## Work instructions:
1) List every section heading in the data engineer job description.
2) Pick up the data engineer job description after its last line and keep writing it.

The Data Engineer plays a crucial role in the creation and maintenance of our advanced data analytics vital to the hospital's data-driven decision-making processes. The role focuses on the acquisition, storage, retrieval, and optimization of data from various sources to support clinical, operational, and research initiatives. Role also supports the work of Group Chief Data Officer (GCDO) for Data Analytics.
Data Sourcing and Collection:
• Identifying and understanding source systems.
• Gathering requirements on frequency, volume, and types of data.
• Ensuring data privacy and compliance measures are in place.
Data Ingestion using Informatica IDMC and/or Spark using Python:
• Designing, implementing, and optimizing data ingestion pipelines. • Ensuring reliability and fault tolerance of ingestion pipelines.
• Handling data transformations, if necessary, during ingestion.
• Collaborate and manage vendors if required to for the data ingestion
Data Lake Management:
• Proper structuring of the data in the DataBricks Lakehouse to ensure it is usable and performant.
• Setting up data partitioning, indexing, and archival strategies.
• Monitoring data growth and storage consumption.
Data Quality and Validation:
• Implementing data quality checks and validation rules during ingestion. • Ensuring data consistency, accuracy, and integrity.
• Setting up alerts for any data anomalies or issues.
Integration with DataBricks Lakehouse:
• Making sure the ingested data is accessible, query-able, and optimized for performance in DataBricks.

## Data records:
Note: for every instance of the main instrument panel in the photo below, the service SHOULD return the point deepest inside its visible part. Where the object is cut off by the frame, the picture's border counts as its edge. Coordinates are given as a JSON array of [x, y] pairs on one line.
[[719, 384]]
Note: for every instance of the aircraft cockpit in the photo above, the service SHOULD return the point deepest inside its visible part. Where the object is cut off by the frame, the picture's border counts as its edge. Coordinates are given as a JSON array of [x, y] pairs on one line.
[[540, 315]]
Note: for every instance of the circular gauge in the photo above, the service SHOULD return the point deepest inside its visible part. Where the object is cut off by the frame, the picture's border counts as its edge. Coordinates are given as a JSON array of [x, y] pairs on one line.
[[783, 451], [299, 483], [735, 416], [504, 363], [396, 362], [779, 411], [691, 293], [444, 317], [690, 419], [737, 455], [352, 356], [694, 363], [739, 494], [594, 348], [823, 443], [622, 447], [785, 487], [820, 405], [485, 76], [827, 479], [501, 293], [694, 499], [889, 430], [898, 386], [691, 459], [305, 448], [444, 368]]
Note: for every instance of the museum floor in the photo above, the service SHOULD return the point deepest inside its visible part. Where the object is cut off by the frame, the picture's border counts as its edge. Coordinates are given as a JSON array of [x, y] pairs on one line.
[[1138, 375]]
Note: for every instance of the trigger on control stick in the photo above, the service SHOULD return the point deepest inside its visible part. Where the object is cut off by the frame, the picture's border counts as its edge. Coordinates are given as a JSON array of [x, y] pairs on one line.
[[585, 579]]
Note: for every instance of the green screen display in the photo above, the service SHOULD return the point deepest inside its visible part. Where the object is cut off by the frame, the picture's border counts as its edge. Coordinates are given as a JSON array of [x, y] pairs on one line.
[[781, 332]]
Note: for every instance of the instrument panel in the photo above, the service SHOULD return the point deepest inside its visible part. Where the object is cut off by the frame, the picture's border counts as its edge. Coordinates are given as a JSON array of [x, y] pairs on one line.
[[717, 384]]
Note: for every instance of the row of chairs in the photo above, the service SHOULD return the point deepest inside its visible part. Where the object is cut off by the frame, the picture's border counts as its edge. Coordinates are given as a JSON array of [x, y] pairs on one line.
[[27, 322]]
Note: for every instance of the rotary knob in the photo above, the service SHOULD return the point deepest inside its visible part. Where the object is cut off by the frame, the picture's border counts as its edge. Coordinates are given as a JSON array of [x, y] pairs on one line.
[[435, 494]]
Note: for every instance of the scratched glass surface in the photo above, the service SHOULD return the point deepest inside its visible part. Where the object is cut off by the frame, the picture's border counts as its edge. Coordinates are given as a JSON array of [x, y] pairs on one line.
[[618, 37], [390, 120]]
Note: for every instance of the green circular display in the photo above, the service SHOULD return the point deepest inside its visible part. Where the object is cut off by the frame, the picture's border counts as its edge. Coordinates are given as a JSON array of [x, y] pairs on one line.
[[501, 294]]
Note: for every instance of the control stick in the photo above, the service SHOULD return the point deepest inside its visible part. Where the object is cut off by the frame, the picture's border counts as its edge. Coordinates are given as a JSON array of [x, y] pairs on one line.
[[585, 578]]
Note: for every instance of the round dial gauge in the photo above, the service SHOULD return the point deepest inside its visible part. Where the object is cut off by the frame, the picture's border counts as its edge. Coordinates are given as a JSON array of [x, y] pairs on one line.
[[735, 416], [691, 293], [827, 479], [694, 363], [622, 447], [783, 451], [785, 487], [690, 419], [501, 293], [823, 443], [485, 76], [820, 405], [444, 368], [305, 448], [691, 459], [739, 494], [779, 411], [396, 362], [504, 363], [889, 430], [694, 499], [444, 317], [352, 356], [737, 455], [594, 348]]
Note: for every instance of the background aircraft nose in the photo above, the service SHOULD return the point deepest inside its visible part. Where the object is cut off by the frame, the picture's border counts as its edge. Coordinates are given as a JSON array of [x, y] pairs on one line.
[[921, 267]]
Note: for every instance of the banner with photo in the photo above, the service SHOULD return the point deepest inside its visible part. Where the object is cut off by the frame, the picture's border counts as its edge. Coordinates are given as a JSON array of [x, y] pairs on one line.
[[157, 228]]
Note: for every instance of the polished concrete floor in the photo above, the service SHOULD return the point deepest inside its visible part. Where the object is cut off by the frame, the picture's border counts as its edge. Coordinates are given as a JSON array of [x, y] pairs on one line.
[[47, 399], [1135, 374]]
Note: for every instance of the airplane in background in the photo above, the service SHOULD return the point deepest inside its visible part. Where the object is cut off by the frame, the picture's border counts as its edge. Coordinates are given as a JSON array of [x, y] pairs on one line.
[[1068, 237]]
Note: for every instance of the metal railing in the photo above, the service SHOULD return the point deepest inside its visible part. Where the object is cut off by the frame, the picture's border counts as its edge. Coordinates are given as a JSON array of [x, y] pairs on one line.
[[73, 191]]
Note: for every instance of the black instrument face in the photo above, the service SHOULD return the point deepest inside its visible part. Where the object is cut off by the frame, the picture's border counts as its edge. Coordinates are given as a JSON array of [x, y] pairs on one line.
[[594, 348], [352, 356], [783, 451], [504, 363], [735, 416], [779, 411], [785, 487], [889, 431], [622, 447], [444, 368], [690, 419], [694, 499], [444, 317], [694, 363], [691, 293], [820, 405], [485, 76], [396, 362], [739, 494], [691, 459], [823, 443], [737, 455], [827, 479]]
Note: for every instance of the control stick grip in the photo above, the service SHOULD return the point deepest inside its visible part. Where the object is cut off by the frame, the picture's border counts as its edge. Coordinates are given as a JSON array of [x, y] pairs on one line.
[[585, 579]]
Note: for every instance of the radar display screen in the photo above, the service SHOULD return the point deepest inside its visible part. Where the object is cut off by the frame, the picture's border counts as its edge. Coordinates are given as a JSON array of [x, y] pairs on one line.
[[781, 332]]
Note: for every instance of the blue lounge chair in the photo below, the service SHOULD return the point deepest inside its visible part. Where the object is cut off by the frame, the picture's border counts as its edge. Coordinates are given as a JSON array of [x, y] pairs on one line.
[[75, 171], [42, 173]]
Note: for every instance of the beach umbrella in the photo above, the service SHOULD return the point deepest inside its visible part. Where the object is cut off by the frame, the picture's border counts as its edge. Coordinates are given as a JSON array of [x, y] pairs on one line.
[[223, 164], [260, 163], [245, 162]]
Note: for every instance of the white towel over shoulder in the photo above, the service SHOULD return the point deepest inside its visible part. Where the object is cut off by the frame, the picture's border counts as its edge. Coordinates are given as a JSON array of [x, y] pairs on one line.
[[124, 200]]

## Answers to the exercises:
1)
Data Sourcing and Collection
Data Ingestion using Informatica IDMC and/or Spark using Python
Data Lake Management
Data Quality and Validation
Integration with DataBricks Lakehouse

2)
• Collaborating with data scientists and analysts to ensure the data meets their requirements.
Performance Tuning and Optimization:
• Monitoring ingestion pipeline performance and making and coordinate necessary adjustments.
• Ensuring data loads meet SLAs and optimizing as needed
Security and Compliance:
• Setting up appropriate access controls and permissions. • Ensuring data encryption at rest and in transit.
• Regularly auditing and reviewing data access patterns.
Data Extraction Requests:
- Assist with data extraction requests
Documentation and Knowledge Transfer:
• Creating thorough documentation on data ingestion pipelines, schedules, transformations, etc.
• Conducting regular knowledge sharing sessions with other team members.
Collaboration:
• Working closely with other data engineers, data scientists, business analysts, and stakeholders.
• Communicating any changes, downtimes, or issues proactively.